What this exercise asks ::
a: According to the advertools status-code notebook, which HTTP method does its status code checker use?
b: Rewrite the part of the listing starting at the line containing "the sky and" and ending at the line containing "[[321, 164]]", changing "set one pin" to "place a single point" and keeping everything else the same.

Supplied passage ::
>> Begin
GitHub Repository: jupyter-naas/awesome-notebooks
Path: blob/master/Advertools/Advertools_Check_status_code_in_bulk.ipynb
²⁹⁷³ views

Kernel: Python 3

Advertools - Check status code in bulk

Give Feedback | Bug report

Tags: #advertools #adviz #website #analyze #audit #seo #status_code #response_headers

Author: Elias Dabbas

Last update: 2023-07-31 (Created: 2023-07-20)

Description: This notebook runs an automated status code checker with response headers using the HTTP HEAD method.

Bulk and concurrent checking of status codes for a known list of URLs
Get all available response headers from all URLs
Set speed, number of concurent request and various other crawling options
Does NOT download the full HTML of a page, saving a lot of time, energy, and resources, and enabling an extreemely fast and light process

References:

advertools crawl_headers function
Scrapy throttling and custom settings

Input

Install libraries

If running it on naas, run the code below to uninstall (bug) and install the libraries

In [1]:

# !pip uninstall -y scrapy attrs
# !pip install advertools adviz pandas==1.5.3 --user

Import libraries

In [2]:

try:
    import adviz
except ModuleNotFoundError:
    !pip install adviz --user
    import adviz
try:
    import advertools as adv
except ModuleNotFoundError:
    !pip install advertools --user
    import advertools as adv
from datetime import datetime
import plotly.express as px
import pandas as pd
pd.options.display.max_columns = None

Setup Variables

url_list: List of URLs to check the status codes
CONCURRENT_REQUESTS_PER_DOMAIN: Defaults to 8. Most likely you will need to slow it down, because the crawling is extremely fast.
DEFAULT_REQUEST_HEADERS: A dictionary where you can set custom request headers.
USER_AGENT: Set a different/custom user agent if you need to. By default, we are using the one in advertools.
AUTOTHROTTLE_ENABLED: Whether or not to dynamically change the pace of crawling to be nice to servers as much as possible. It's usually good to enable this extension, as this type of crawling is extremely fast, often leading to 429 (too many requests code), or being blocked.
LOG_FILE: Log file path. Please update it everytime you checked a new list.
output_file: The path to the file for saving the output. It has to be in the '.jl' format. Note that new lines to the file are 'appended' to the end and the file is not overwritten while crawling.
>> End
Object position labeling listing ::
>> Begin
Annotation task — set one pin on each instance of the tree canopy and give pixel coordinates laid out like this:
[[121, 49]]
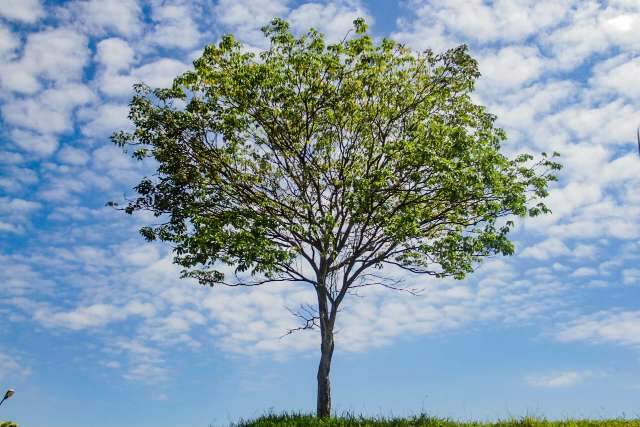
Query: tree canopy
[[320, 163]]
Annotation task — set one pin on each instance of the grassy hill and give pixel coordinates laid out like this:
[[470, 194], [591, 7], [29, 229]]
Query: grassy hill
[[296, 420]]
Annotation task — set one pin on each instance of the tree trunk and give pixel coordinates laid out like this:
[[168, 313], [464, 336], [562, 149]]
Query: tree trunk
[[324, 368]]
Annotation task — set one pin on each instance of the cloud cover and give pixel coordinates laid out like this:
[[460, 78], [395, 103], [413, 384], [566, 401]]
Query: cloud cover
[[561, 76]]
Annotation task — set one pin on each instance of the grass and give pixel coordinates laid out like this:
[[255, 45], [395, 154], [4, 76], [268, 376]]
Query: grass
[[302, 420]]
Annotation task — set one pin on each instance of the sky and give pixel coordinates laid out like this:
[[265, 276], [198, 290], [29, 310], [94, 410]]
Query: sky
[[98, 330]]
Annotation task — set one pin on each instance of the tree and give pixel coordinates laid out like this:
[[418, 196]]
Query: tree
[[321, 164]]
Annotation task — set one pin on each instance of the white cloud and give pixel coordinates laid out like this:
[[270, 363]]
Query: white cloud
[[28, 11], [333, 18], [244, 18], [584, 272], [174, 26], [8, 43], [559, 379], [103, 120], [31, 142], [593, 27], [114, 54], [483, 22], [510, 67], [550, 248], [631, 276], [58, 55], [98, 17], [93, 316], [618, 327], [73, 156], [48, 113], [620, 75], [12, 368], [160, 73]]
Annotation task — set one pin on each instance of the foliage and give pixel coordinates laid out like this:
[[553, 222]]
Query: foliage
[[320, 163], [299, 420], [348, 156]]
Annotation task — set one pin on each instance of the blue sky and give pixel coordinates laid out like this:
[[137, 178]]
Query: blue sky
[[98, 329]]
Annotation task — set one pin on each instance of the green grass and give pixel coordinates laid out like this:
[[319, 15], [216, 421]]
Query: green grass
[[301, 420]]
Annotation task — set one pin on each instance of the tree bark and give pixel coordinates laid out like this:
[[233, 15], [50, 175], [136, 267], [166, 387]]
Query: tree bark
[[324, 368], [327, 318]]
>> End
Task results ::
a: The HTTP HEAD method.

b:
Annotation task — place a single point on each instance of the sky and give pixel coordinates laid out like this:
[[265, 276], [198, 290], [29, 310], [94, 410]]
Query: sky
[[98, 330]]
Annotation task — place a single point on each instance of the tree and give pixel coordinates laid out like this:
[[418, 196]]
Query: tree
[[321, 164]]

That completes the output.